Directive A - Count the lines in the records that contain the string "hand", treating uppercase and lowercase as different, and give only that number.

Extract -
★ ★ ★ ★ ★ ★ ★

Marilyn’s Still In Vogue, In White

Marilyn tops French Vogue‘s list of Iconic White Dresses in Cinema (with Elizabeth Taylor’s lacy slip from Cat On a Hot Tin Roof and Sharon Stone’s turtle-neck dress from Basic Instinct also making the grade.)

“Among the iconic dresses of the cinema, the white dress remains one of our favorites. When it is not the traditional and classic uniform of the bride, the white dress has a sexy look, immortalized on screen by some of the greatest actresses of all time … When we say ‘white dress at the movies’, we immediately think of the one worn by Marilyn Monroe in The Seven Year Itch, which is a myth in itself. All it took was one scene to shape the Marilyn legend. At the end of a film session, Richard Sherman and his beautiful neighbor stop above an air vent between Lexington Avenue and 52nd Street in New York City when the hot air from the subway lifts the young woman’s dress. At the age of 29, Marilyn gained legend status with this pleated white cocktail dress designed by costume designer William Travilla, nicknamed the ‘subway dress.'”

★ ★ ★ ★ ★ ★ ★

Directive B - Reproduce the article from the words "Marilyn’s Still In" through "making the grade.)", changing "turtle-neck" to "high-neck".

Location identification items
★ ★ ★ ★ ★ ★ ★

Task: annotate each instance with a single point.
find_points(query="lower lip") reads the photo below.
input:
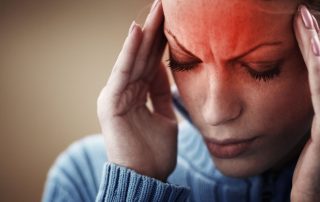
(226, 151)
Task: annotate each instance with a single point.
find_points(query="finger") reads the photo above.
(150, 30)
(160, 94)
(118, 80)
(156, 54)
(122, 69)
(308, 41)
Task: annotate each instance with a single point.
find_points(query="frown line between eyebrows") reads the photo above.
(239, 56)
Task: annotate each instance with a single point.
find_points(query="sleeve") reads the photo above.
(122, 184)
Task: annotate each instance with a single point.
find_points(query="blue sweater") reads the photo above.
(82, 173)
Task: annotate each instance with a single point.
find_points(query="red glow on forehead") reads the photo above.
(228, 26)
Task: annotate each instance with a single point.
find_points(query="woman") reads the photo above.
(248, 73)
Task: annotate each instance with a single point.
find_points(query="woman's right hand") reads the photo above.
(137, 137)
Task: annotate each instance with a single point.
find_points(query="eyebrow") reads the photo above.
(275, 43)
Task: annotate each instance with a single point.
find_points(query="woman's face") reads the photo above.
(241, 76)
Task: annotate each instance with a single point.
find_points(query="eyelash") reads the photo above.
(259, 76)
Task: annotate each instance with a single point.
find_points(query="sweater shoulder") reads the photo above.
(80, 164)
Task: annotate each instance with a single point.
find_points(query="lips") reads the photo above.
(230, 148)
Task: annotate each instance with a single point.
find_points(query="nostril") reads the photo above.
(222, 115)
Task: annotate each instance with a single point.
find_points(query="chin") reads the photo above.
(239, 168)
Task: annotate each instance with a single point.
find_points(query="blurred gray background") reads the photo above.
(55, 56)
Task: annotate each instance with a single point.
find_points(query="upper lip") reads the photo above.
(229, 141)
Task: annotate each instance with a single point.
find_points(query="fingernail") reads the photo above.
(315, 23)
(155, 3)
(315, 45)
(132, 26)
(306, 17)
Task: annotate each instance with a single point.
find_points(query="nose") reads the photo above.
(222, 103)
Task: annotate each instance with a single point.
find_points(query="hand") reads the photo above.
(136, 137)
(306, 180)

★ ★ ★ ★ ★ ★ ★

Exercise output A - 2

Exercise output B -
Marilyn’s Still In Vogue, In White

Marilyn tops French Vogue‘s list of Iconic White Dresses in Cinema (with Elizabeth Taylor’s lacy slip from Cat On a Hot Tin Roof and Sharon Stone’s high-neck dress from Basic Instinct also making the grade.)